### [課題一覧]
1. 引用文に基づき、次の問いに答えてください。
(a) 日亜化学工業はどの地方にある企業ですか。
(b) 中村修二氏の訴訟代理人弁護士は誰ですか。
(c) 東京地裁から支払いを命じられた対価はいくらですか。
2. 引用文の一部を、「そのため,中村修二氏とその弁」という語句を含む箇所から「裁から命じられて驚きました。」という語句まで、そのまま書き写してください。

### [引用文]
· · · ·

日亜化学工業社長の小川英治氏
訴訟騒動の真実を今こそ明らかにする

 これまで誰に何を言われても黙ってきました。日亜化学工業は,ものづくりの会社。クライアントにより良い製品を届けることが仕事であり,それを一途に貫いていくことこそ,当社にとって重要なことだと信じていたからです。

 そのため,中村修二氏とその弁護士の方(訴訟代理人弁護士の升永英俊氏)が,各メディアや本などで一方的に自分たちに都合の良い発言をしても,それに対して会社として何か言い返すというようなことはしませんでした。そうした言い合いなど,ものづくりの会社にとっては何の意味もありません。それより,少しでも良い製品を作ってクライアントにきちんと届けることを貫けば,きっと私たちのことを認めてもらえる。それで十分だと思ってきたのです。

 日亜化学工業は徳島という地方にある企業で,広報体制も整っていませんでしたし,マスコミへの接し方がよく分からなかったということも事実としてありました。

 当社は全くうそなどついていませんから,黙っていても,専門家の方なら真実を分かってもらえると信じていました。裁判官の方なら正しい判決をしてくれると思っていたのです。ところが,意に反して「200億円」という巨額の対価の支払いを東京地裁から命じられて驚きました。

· · · ·

データ収集で得た記録
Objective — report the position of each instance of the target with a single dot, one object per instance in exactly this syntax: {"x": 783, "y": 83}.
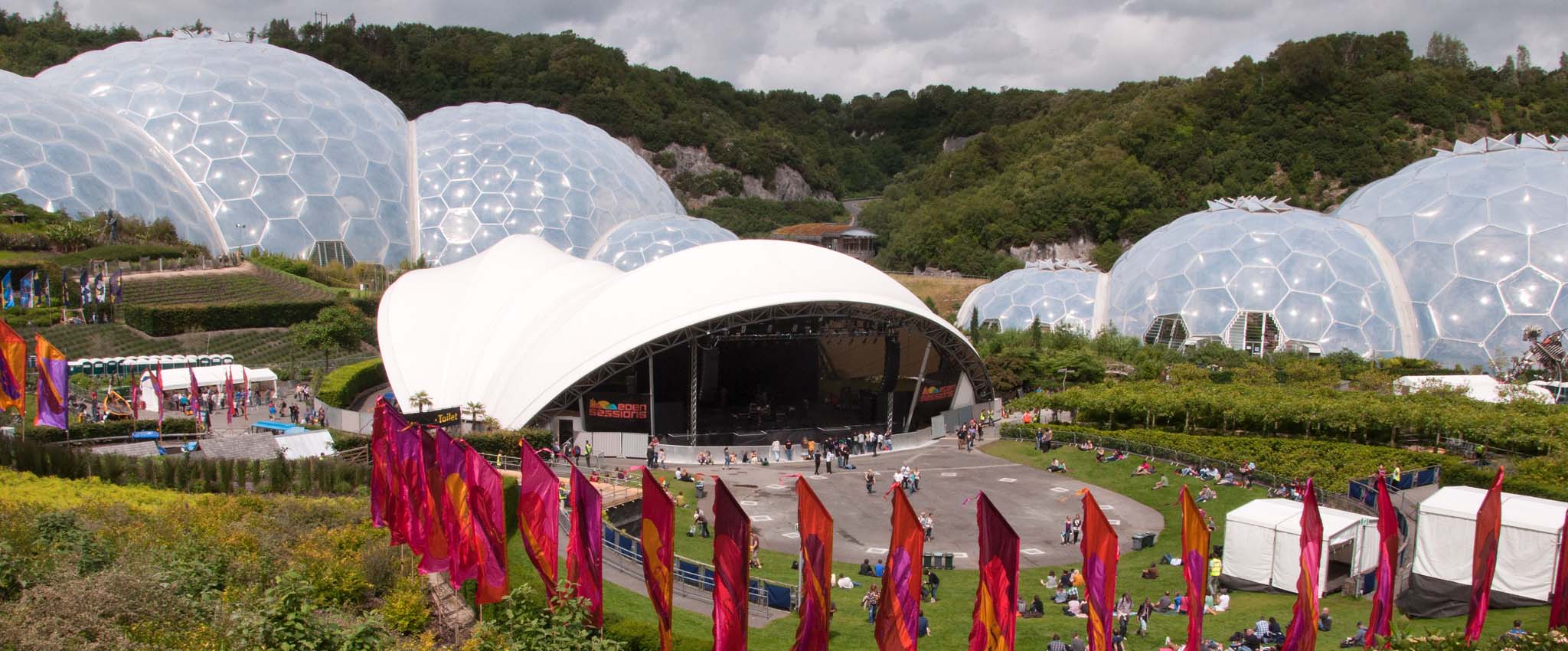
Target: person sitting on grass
{"x": 1206, "y": 495}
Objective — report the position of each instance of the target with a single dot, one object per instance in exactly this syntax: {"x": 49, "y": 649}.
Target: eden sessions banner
{"x": 616, "y": 413}
{"x": 447, "y": 417}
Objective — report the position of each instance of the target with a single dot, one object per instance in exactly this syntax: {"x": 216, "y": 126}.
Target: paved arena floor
{"x": 1035, "y": 502}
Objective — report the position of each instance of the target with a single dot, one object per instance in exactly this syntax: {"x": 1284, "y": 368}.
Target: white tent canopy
{"x": 1526, "y": 546}
{"x": 565, "y": 317}
{"x": 1263, "y": 543}
{"x": 179, "y": 381}
{"x": 305, "y": 444}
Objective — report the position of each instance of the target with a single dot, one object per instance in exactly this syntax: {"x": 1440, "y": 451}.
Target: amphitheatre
{"x": 296, "y": 356}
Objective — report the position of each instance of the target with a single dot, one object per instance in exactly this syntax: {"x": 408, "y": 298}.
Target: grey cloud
{"x": 867, "y": 46}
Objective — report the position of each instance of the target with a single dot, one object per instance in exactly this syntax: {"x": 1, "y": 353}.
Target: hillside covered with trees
{"x": 1312, "y": 121}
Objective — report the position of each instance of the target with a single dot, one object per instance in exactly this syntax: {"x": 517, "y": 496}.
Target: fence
{"x": 1165, "y": 453}
{"x": 1364, "y": 490}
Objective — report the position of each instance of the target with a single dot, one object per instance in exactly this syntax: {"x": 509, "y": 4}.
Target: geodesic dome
{"x": 1258, "y": 275}
{"x": 64, "y": 154}
{"x": 643, "y": 240}
{"x": 496, "y": 170}
{"x": 1481, "y": 234}
{"x": 1054, "y": 290}
{"x": 286, "y": 151}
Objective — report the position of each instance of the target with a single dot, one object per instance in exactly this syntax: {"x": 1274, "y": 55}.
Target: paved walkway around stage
{"x": 1035, "y": 502}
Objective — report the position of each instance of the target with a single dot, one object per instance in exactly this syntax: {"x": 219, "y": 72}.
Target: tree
{"x": 420, "y": 401}
{"x": 1448, "y": 51}
{"x": 475, "y": 411}
{"x": 339, "y": 327}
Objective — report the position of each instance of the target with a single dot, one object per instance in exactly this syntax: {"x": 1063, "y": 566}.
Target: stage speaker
{"x": 890, "y": 365}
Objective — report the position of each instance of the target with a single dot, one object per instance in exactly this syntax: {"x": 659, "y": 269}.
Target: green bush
{"x": 178, "y": 319}
{"x": 341, "y": 386}
{"x": 505, "y": 441}
{"x": 93, "y": 430}
{"x": 1364, "y": 416}
{"x": 1330, "y": 463}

· · · ·

### [解答]
1.
(a) 徳島
(b) 升永英俊氏
(c) 200億円

2.
そのため,中村修二氏とその弁護士の方(訴訟代理人弁護士の升永英俊氏)が,各メディアや本などで一方的に自分たちに都合の良い発言をしても,それに対して会社として何か言い返すというようなことはしませんでした。そうした言い合いなど,ものづくりの会社にとっては何の意味もありません。それより,少しでも良い製品を作ってクライアントにきちんと届けることを貫けば,きっと私たちのことを認めてもらえる。それで十分だと思ってきたのです。

 日亜化学工業は徳島という地方にある企業で,広報体制も整っていませんでしたし,マスコミへの接し方がよく分からなかったということも事実としてありました。

 当社は全くうそなどついていませんから,黙っていても,専門家の方なら真実を分かってもらえると信じていました。裁判官の方なら正しい判決をしてくれると思っていたのです。ところが,意に反して「200億円」という巨額の対価の支払いを東京地裁から命じられて驚きました。